In the entries that follow, identify the line containing "Task: place one keypoint per instance of the cabinet" and return it together with all later lines, exactly as they appear.

[Dataset entries]
%%

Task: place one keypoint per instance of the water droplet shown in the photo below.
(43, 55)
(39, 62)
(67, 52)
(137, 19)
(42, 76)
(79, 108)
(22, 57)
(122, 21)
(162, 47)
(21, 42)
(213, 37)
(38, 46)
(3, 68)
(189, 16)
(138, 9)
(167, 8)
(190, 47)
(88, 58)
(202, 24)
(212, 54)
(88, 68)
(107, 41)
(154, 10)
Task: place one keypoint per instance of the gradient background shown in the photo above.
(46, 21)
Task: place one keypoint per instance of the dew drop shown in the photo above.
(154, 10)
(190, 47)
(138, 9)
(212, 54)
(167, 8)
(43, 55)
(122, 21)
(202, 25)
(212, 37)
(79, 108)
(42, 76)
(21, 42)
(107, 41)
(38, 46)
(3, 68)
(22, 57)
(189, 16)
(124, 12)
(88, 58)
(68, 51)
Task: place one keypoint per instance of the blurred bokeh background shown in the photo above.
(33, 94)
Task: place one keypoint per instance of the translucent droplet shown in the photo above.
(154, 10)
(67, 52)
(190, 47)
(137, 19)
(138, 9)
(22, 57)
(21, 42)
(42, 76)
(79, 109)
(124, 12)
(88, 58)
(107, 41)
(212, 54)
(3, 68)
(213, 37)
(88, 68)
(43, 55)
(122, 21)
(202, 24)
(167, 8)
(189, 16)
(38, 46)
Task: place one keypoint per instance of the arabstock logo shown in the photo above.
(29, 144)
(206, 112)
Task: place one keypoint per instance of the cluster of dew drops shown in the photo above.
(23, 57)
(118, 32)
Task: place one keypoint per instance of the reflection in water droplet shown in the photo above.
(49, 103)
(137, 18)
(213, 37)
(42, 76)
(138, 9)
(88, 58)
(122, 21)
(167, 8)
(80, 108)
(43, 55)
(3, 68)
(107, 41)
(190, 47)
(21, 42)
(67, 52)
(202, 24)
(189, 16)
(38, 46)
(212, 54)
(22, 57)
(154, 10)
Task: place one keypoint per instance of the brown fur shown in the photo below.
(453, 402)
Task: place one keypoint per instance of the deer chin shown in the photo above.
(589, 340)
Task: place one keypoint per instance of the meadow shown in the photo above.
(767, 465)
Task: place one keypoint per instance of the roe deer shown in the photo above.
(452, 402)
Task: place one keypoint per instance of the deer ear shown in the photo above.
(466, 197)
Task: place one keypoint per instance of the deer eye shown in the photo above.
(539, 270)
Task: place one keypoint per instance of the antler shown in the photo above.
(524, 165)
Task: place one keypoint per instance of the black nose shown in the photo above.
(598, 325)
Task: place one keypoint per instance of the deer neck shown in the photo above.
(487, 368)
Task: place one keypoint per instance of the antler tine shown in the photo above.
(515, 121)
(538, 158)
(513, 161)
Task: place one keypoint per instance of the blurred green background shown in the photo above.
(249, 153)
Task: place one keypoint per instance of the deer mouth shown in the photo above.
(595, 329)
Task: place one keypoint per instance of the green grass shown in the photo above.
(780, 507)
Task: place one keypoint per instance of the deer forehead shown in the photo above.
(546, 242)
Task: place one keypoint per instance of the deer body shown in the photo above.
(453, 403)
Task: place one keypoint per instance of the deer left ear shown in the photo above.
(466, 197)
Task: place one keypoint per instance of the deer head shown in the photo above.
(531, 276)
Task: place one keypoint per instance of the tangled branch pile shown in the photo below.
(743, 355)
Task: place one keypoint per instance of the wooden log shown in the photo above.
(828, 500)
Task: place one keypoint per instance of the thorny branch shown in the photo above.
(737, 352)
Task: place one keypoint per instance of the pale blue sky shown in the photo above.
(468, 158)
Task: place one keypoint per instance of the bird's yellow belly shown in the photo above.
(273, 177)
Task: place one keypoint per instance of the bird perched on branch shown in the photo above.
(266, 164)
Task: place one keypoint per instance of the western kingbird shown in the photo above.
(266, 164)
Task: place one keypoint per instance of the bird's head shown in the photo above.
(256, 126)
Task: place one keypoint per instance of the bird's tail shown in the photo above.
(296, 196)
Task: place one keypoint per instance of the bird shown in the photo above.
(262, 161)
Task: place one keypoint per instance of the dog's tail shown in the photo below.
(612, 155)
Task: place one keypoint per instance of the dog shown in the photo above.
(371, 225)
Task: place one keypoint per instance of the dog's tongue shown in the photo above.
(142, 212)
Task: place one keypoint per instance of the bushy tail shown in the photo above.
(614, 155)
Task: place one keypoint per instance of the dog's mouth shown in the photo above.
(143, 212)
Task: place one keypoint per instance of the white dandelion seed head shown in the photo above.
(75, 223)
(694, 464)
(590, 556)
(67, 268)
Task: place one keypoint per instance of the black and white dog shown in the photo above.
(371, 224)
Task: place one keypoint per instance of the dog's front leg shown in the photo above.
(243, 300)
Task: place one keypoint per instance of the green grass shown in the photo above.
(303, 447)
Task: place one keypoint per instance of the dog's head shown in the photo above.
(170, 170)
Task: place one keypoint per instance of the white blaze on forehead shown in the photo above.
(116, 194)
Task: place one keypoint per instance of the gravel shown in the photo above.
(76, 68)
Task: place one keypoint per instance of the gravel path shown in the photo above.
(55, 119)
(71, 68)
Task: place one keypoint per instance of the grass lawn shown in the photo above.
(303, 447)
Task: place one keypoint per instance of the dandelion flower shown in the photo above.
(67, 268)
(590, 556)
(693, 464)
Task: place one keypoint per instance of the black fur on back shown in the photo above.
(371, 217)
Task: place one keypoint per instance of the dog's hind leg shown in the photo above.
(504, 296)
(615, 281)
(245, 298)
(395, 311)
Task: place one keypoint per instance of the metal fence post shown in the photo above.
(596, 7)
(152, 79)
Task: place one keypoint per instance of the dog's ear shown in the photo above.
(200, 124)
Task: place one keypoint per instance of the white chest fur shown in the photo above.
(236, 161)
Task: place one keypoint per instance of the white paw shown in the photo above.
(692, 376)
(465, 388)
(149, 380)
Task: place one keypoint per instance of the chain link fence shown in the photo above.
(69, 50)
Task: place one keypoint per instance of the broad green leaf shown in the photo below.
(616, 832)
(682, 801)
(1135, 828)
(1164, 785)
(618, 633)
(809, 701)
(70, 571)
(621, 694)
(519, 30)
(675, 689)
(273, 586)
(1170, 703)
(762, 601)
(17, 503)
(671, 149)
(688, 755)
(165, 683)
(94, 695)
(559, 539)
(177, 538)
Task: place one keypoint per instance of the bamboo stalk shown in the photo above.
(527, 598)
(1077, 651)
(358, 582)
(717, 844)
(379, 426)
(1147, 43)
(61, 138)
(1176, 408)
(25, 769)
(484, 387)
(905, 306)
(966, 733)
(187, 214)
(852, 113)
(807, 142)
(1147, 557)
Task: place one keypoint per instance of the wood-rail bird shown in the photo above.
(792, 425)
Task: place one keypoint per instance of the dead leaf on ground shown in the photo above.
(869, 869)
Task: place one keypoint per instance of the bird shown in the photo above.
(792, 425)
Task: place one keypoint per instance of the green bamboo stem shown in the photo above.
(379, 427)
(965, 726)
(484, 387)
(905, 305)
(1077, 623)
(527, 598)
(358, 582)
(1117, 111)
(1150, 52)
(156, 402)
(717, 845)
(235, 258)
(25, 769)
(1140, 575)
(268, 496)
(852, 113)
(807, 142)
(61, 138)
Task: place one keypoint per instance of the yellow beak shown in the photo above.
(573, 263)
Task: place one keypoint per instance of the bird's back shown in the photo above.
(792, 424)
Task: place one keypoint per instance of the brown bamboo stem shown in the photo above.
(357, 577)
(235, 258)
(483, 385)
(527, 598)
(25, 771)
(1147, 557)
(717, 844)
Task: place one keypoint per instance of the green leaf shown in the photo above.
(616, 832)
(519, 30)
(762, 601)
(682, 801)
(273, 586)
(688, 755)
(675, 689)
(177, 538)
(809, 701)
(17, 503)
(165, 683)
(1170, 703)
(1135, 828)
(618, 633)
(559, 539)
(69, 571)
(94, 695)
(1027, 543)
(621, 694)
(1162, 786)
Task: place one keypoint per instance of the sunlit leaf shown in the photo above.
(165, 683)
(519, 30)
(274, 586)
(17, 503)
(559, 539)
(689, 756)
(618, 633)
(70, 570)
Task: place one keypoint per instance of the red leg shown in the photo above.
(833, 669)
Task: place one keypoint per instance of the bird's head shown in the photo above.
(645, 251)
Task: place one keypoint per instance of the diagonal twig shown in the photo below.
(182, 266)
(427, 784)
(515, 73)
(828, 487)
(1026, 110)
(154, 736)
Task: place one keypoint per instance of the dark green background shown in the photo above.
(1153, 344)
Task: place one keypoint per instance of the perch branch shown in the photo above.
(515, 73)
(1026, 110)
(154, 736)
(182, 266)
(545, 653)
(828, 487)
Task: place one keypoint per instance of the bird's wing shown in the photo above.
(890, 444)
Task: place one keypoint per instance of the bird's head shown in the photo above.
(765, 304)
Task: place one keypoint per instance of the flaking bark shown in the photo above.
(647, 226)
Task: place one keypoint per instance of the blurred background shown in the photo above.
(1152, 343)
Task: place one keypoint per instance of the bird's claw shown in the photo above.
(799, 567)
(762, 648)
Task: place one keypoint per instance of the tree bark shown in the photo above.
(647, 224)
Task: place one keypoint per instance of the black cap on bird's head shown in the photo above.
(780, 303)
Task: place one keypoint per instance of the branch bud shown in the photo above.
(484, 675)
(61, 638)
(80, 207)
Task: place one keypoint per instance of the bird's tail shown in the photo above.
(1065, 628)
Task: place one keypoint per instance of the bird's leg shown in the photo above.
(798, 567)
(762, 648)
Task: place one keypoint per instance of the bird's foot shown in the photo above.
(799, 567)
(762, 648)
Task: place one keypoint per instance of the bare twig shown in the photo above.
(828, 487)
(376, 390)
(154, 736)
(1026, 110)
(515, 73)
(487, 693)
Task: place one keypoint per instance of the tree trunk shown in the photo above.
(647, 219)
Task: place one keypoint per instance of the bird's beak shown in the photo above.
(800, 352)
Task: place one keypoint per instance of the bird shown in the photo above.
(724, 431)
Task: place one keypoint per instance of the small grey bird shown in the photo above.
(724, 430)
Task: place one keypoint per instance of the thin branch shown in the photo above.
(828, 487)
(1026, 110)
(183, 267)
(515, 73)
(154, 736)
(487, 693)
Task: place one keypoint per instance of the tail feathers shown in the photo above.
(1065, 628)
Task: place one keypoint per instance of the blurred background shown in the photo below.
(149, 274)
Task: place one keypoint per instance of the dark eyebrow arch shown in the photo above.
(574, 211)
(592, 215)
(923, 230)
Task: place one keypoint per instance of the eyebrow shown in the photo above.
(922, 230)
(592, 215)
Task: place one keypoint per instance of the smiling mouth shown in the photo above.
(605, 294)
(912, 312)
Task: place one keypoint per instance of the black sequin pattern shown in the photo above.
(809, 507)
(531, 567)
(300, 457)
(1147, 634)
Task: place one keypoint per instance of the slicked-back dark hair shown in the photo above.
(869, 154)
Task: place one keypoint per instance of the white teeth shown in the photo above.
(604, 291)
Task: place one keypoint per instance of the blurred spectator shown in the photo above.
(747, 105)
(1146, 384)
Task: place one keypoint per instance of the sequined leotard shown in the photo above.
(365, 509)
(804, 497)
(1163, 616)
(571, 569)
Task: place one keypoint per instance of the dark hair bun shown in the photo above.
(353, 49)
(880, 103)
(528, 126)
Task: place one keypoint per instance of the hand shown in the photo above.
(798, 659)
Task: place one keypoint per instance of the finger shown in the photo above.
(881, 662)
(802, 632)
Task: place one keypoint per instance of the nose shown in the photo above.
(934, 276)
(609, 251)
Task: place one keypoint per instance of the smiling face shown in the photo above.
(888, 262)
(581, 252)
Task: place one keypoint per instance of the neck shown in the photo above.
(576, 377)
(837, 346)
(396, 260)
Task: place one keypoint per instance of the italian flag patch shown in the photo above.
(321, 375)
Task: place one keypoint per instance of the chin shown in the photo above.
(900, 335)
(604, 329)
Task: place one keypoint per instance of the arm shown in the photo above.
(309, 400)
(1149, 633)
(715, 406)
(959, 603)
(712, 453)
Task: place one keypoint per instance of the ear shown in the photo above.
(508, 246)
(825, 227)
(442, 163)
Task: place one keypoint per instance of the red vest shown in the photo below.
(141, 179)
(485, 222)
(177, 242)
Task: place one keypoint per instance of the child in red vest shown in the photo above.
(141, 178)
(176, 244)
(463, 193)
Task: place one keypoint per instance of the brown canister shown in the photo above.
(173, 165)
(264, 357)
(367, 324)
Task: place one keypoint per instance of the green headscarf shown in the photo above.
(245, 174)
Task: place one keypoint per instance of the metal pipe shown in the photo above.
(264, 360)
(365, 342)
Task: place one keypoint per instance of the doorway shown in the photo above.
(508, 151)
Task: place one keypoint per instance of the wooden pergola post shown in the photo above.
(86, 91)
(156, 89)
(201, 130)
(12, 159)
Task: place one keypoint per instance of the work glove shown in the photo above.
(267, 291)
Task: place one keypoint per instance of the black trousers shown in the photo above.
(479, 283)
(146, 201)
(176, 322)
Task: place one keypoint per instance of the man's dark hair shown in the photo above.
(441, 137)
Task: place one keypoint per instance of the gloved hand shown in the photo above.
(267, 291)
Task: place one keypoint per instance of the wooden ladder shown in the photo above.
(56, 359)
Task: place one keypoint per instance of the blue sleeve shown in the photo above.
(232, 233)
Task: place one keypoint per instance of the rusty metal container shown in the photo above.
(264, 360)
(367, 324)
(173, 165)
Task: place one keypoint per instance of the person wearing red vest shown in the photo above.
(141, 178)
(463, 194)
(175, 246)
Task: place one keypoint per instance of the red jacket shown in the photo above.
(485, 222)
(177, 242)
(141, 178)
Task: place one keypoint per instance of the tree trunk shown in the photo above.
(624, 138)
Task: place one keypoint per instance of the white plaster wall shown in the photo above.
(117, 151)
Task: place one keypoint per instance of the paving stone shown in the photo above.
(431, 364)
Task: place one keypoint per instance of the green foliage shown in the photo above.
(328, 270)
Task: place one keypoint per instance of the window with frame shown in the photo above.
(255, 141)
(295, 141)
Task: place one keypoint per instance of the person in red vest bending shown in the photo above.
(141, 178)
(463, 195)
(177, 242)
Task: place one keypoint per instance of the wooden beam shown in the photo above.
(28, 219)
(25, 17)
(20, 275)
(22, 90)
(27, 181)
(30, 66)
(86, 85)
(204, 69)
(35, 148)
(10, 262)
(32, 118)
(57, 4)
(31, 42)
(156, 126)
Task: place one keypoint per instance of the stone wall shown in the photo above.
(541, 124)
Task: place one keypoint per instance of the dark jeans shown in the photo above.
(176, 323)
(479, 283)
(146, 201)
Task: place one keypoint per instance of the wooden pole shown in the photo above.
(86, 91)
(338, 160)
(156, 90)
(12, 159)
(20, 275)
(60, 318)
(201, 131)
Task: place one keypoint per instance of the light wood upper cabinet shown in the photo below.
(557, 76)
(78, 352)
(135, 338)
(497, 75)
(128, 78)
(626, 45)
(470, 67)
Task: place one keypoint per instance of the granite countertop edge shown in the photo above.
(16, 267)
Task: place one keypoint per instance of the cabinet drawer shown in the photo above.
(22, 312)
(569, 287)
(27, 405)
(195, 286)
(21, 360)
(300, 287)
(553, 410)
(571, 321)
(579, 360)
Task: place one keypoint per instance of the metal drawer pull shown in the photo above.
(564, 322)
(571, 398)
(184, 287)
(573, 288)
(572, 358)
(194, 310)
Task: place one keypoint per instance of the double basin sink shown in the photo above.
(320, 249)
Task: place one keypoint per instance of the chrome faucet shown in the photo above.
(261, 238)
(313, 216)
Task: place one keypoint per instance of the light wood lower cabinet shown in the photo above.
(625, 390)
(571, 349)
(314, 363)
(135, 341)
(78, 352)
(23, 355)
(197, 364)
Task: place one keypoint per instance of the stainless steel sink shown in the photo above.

%%

**Expected output**
Task: place one keypoint per instance of the cabinet drawer shown in the photo above.
(22, 312)
(569, 287)
(27, 405)
(195, 286)
(21, 360)
(300, 287)
(553, 410)
(571, 321)
(579, 360)
Task: place one keypoint per instance of the metal drawer pull shown in the photo above.
(564, 322)
(571, 398)
(184, 287)
(573, 288)
(572, 358)
(194, 310)
Task: place one keypoint per instance of the double basin sink shown in the photo above.
(320, 249)
Task: place one keypoint per instance of the chrome faucet shown in the photo above.
(261, 238)
(313, 216)
Task: place one keypoint per instance of the light wood lower cabinet shown in the photo above.
(625, 390)
(571, 349)
(314, 363)
(135, 341)
(78, 352)
(23, 355)
(197, 364)
Task: place one keypoint per instance of the stainless steel sink shown in the photo above.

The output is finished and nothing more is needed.